Task data:
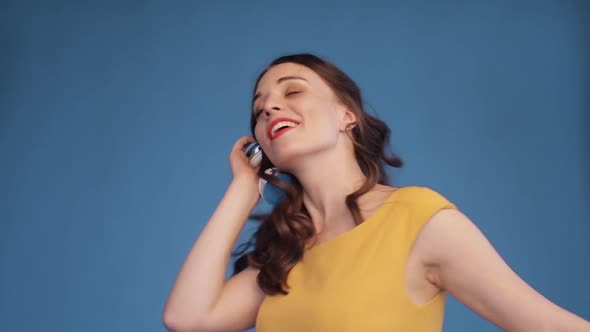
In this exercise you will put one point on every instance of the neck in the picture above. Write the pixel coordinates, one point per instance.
(325, 187)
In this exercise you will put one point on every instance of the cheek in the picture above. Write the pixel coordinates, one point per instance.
(259, 132)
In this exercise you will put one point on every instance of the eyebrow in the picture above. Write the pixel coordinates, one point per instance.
(280, 80)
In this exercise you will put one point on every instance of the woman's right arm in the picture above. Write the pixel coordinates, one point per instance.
(201, 300)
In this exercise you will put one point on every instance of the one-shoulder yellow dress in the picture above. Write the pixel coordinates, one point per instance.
(356, 281)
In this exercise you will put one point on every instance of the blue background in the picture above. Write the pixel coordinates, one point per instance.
(117, 119)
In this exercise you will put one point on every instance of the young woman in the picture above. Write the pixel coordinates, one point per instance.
(343, 251)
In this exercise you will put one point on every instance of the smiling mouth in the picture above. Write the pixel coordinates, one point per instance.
(280, 126)
(281, 131)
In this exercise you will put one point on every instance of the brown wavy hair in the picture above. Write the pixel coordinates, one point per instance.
(280, 240)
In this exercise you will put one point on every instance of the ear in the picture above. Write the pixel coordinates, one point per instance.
(348, 120)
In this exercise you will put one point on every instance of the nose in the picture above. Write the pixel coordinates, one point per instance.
(272, 103)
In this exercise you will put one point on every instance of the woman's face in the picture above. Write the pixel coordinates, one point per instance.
(297, 114)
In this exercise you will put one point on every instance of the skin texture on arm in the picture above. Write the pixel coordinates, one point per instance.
(460, 259)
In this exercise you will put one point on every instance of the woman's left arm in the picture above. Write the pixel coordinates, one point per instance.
(461, 260)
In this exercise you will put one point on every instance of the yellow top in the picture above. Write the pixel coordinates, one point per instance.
(356, 281)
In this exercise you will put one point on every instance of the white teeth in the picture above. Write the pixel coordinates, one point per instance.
(282, 124)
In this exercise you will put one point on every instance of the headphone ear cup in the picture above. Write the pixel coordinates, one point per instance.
(256, 159)
(254, 153)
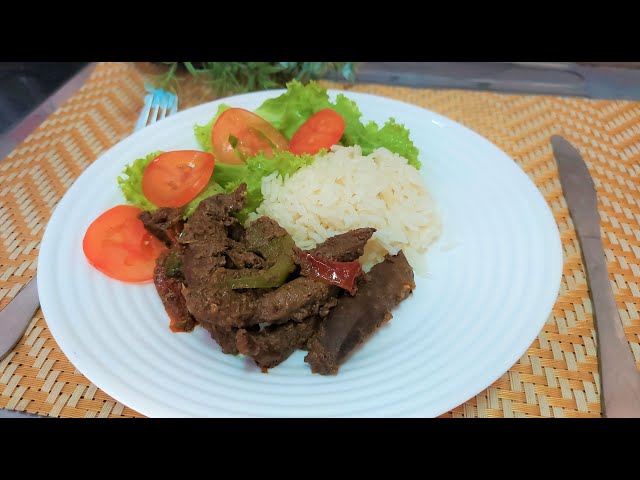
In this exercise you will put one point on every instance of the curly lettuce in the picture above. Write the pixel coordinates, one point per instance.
(131, 185)
(203, 132)
(287, 113)
(290, 110)
(225, 178)
(230, 176)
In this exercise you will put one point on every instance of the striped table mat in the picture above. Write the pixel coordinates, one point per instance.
(556, 377)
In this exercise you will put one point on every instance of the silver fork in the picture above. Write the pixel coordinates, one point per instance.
(15, 317)
(157, 105)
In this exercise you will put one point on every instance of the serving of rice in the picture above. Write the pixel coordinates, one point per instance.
(344, 190)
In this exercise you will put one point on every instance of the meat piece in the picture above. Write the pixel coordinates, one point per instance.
(272, 242)
(275, 343)
(212, 217)
(165, 224)
(225, 337)
(223, 307)
(208, 250)
(296, 300)
(346, 247)
(169, 289)
(355, 319)
(302, 297)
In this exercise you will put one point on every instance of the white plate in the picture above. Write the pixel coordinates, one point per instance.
(493, 279)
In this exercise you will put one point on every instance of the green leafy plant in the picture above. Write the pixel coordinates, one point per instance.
(239, 77)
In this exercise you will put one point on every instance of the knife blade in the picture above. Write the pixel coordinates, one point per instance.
(15, 317)
(619, 377)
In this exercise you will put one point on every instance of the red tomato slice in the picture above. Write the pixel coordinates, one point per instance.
(173, 179)
(323, 129)
(252, 133)
(118, 245)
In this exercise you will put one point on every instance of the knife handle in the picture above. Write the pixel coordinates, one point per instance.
(619, 377)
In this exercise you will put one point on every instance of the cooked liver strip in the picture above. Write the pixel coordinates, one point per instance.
(345, 247)
(356, 318)
(170, 291)
(275, 343)
(303, 297)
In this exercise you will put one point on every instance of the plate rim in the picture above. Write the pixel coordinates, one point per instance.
(67, 349)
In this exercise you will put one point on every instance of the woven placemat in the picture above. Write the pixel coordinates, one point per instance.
(556, 377)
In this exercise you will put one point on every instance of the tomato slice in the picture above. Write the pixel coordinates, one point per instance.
(118, 245)
(323, 129)
(173, 179)
(252, 133)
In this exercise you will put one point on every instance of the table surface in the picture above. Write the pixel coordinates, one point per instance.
(556, 377)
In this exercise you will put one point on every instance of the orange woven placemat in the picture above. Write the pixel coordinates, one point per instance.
(556, 377)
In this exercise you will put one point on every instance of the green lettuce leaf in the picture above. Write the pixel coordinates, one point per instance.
(230, 176)
(291, 109)
(203, 132)
(210, 190)
(131, 185)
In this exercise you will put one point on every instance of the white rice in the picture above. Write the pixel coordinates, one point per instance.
(345, 190)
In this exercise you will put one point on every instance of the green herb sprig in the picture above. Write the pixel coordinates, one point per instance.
(227, 78)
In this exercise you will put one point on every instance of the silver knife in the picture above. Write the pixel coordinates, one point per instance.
(619, 377)
(15, 317)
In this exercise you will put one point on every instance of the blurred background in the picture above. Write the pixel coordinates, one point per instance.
(38, 88)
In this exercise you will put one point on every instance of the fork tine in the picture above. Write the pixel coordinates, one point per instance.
(158, 104)
(164, 105)
(155, 104)
(144, 114)
(174, 105)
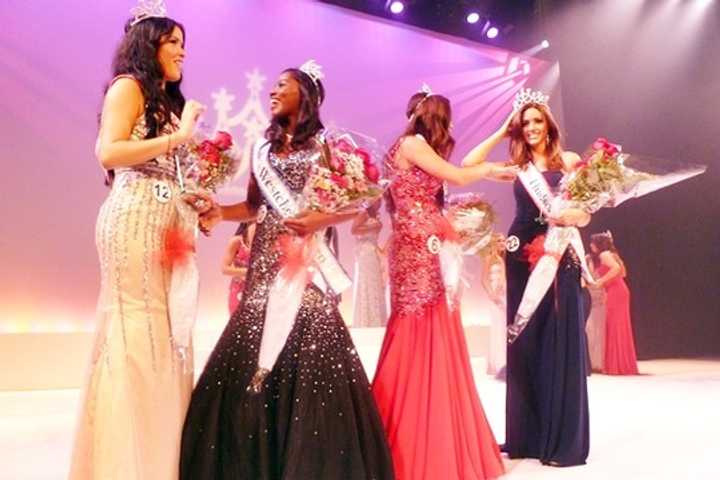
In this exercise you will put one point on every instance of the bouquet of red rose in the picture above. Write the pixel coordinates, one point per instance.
(347, 176)
(212, 161)
(607, 177)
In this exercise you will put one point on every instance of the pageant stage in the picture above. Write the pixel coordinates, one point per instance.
(662, 424)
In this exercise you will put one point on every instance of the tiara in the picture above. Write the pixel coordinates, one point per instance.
(312, 70)
(424, 88)
(148, 9)
(527, 95)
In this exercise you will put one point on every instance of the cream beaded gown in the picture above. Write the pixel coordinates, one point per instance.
(138, 389)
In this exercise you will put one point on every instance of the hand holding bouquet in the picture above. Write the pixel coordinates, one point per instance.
(472, 220)
(212, 161)
(347, 178)
(607, 177)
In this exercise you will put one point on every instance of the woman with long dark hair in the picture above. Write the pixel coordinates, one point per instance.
(139, 385)
(311, 415)
(610, 273)
(424, 385)
(546, 404)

What the task asks: Exactly reproduce the lines from the one containing "of the bouquet" through the end of the records, and only those lines.

Solution to the exercise:
In this exercise you will put one point on every instance of the bouquet of red rose in the picture above. Write the pixel coordinates, one point per instance.
(347, 176)
(212, 161)
(607, 177)
In this exercise you will put one point on every instance of the pageant stage in the picture above. Write the pixel coordinates, one point per instance.
(662, 424)
In this exercise you will put one point on every instance of the tiara in the picture above. Write the pixel coordinates, one point per instance.
(312, 70)
(424, 88)
(148, 9)
(527, 95)
In this exercise you will put one point on every instance of the cream beaded gown in the picture above. Write the pixel coordinates, one point per instance.
(138, 389)
In this exercise you will put one point on every instance of the hand holding bouquet in the picture above. Write the pixel coordinates, one point per instance.
(472, 220)
(212, 161)
(347, 178)
(607, 177)
In this exercise you will put one point on every instance of the woman with long dark hair in the picture above. Write the pixel coordinates, one point per instance.
(139, 385)
(311, 415)
(610, 273)
(424, 385)
(546, 404)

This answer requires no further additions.